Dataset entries
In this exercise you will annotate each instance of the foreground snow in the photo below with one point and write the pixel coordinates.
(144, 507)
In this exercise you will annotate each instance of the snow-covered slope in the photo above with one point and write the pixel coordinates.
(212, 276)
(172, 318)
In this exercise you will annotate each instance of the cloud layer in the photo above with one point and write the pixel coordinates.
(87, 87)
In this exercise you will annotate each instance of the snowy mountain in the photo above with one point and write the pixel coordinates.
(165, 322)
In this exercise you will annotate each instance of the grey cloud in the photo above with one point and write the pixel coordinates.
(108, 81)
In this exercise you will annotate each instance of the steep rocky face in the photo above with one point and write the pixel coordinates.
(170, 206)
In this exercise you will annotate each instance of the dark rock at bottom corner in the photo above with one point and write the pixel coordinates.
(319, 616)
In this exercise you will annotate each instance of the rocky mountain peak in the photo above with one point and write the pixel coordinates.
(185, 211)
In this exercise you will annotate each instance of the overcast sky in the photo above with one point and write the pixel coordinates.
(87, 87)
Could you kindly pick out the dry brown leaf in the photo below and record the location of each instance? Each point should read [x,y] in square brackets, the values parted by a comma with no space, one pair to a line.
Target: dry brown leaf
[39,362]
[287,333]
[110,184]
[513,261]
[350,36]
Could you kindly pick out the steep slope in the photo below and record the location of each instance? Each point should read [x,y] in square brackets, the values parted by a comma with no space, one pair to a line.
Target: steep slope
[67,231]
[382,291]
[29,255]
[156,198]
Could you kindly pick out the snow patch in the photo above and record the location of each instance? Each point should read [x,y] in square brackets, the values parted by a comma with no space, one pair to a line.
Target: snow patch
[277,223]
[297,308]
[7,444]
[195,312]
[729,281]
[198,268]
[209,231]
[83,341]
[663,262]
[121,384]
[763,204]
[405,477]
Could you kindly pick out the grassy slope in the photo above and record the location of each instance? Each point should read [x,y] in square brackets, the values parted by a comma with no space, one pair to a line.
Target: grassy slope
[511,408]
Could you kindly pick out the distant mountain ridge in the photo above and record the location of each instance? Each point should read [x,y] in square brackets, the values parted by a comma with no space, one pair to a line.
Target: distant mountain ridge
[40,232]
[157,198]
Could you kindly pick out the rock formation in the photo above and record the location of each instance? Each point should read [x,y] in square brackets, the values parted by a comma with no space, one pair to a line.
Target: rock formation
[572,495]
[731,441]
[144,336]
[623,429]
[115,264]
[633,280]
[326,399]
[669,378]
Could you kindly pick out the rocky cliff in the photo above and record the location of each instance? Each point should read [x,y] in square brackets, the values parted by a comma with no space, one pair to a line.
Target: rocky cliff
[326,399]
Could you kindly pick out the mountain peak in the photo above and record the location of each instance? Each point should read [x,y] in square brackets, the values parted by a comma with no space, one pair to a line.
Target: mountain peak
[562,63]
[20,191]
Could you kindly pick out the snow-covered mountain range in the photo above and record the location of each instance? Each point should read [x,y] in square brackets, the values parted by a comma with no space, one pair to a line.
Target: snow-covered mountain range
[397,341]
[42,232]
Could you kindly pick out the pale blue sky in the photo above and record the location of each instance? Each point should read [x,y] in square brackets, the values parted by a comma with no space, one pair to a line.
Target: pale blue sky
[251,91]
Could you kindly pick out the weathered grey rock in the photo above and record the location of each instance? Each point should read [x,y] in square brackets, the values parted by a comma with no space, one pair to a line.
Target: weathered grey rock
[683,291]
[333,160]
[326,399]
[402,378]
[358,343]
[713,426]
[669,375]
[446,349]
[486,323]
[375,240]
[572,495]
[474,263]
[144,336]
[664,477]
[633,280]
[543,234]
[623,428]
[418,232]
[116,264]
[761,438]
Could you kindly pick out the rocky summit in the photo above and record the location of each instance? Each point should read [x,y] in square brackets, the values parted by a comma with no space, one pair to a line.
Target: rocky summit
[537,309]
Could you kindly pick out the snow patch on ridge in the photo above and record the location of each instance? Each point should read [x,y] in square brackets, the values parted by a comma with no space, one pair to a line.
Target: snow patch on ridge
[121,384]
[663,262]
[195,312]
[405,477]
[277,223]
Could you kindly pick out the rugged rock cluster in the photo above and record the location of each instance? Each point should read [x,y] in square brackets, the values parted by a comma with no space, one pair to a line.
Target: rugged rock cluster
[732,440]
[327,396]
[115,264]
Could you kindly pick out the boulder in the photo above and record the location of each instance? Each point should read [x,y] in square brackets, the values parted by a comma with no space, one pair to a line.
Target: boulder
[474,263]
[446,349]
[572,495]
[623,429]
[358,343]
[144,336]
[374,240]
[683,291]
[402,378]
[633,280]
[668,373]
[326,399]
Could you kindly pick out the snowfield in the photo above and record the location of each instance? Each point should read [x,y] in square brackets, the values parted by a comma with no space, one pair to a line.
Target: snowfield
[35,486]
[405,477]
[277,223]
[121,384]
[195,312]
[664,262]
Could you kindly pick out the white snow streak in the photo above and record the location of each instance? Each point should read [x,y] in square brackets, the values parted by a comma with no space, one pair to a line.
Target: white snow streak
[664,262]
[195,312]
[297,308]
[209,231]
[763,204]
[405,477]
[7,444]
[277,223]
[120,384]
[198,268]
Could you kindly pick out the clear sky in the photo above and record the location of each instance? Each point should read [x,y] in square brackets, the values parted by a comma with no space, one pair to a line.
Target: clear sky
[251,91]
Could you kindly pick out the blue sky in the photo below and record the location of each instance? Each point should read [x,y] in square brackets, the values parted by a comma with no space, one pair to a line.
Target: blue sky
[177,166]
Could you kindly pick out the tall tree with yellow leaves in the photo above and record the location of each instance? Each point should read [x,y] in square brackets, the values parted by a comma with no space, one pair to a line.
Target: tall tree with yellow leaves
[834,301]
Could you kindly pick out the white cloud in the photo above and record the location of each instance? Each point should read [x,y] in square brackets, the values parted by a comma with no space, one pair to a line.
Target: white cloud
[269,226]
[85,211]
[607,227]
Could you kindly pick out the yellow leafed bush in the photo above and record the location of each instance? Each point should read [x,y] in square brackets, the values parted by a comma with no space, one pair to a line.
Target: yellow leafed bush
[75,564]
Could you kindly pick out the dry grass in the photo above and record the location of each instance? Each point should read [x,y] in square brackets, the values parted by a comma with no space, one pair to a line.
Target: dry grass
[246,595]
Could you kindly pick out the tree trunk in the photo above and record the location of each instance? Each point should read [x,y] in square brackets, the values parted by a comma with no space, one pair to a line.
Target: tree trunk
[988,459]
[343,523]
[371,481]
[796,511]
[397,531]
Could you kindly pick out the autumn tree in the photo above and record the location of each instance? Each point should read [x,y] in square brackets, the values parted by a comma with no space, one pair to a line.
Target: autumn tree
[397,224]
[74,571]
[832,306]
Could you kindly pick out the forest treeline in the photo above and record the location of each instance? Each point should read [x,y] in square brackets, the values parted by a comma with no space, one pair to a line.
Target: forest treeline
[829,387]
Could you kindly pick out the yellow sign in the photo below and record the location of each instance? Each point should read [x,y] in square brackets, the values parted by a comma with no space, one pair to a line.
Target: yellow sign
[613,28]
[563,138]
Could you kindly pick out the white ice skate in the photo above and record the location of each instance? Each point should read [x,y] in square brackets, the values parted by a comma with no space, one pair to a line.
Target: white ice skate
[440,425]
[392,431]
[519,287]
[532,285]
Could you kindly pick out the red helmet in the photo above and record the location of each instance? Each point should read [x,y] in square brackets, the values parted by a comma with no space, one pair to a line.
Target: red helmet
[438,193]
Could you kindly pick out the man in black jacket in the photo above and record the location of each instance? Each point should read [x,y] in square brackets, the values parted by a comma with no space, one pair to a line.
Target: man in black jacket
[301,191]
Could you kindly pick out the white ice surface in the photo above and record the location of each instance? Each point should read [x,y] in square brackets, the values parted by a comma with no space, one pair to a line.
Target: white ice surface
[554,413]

» ABOUT THIS TASK
Look above for the line that contains "Could you kindly pick out the red". That line and every line after it through the end of the data must be written out exactly, with nothing else.

» TASK ANSWER
Could you kindly pick out the red helmet in the photo above and record the location of each instance? Each point should read [x,y] in square brackets, the values parted by a comma with no space, one pair to a line.
Target: red helmet
[438,193]
Could you kindly pick out the man in black jacket in the photo above and record the location of each instance? Each point should read [x,y] in square brackets, the values parted by a comma with no space, one pair to a line.
Target: man in black jacket
[301,191]
Could you kindly pick out the white ice surface in the photo above and record the location of each instance? Each point should read [x,y] in square brackets, the values parted by a comma with no space, one pair to a line.
Target: white ice surface
[554,413]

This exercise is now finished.